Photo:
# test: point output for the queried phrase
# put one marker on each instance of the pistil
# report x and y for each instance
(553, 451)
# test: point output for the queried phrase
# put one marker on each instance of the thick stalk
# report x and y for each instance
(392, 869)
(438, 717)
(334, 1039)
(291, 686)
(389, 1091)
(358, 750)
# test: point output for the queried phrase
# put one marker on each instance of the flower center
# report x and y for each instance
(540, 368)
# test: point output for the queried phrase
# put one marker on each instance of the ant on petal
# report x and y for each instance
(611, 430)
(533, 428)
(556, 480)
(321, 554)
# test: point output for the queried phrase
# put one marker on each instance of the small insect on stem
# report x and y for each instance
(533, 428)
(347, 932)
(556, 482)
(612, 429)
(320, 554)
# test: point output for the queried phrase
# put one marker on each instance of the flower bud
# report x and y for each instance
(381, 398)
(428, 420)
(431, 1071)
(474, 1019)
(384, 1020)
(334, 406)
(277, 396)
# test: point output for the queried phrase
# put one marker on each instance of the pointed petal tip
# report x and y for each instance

◆ ◆ ◆ ◆ ◆

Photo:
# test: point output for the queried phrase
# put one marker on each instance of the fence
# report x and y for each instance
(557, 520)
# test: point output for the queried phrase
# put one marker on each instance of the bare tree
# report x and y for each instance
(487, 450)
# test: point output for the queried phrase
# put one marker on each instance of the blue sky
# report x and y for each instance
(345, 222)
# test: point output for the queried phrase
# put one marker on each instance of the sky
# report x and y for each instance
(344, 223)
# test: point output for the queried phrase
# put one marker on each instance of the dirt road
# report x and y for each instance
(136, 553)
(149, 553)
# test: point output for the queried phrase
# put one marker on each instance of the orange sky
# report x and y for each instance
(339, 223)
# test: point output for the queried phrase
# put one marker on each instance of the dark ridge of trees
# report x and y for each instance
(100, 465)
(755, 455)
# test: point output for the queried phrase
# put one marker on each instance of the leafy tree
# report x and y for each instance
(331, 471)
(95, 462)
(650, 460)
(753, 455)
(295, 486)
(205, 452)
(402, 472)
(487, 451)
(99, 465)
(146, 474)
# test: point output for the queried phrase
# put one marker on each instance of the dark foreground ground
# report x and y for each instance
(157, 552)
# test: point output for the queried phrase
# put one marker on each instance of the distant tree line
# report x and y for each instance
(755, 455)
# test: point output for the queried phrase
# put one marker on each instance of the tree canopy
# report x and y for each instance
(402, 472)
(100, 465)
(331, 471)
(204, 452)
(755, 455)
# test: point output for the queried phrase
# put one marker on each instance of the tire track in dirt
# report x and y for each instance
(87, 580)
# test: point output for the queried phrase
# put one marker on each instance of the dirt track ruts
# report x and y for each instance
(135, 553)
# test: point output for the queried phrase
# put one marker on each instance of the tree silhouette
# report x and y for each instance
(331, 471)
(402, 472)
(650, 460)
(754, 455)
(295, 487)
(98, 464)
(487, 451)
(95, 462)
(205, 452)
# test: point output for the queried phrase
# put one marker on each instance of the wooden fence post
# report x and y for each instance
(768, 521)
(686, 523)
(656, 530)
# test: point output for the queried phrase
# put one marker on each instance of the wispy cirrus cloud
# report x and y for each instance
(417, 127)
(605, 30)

◆ ◆ ◆ ◆ ◆

Goal:
Select and copy every line in the records above that contains the word "dirt", matching case exactly.

Output of the task:
# put one marker on each instance of the dirt road
# put one marker on each instance of the tire track in dirt
# put one marker on each instance of the dirt track ruts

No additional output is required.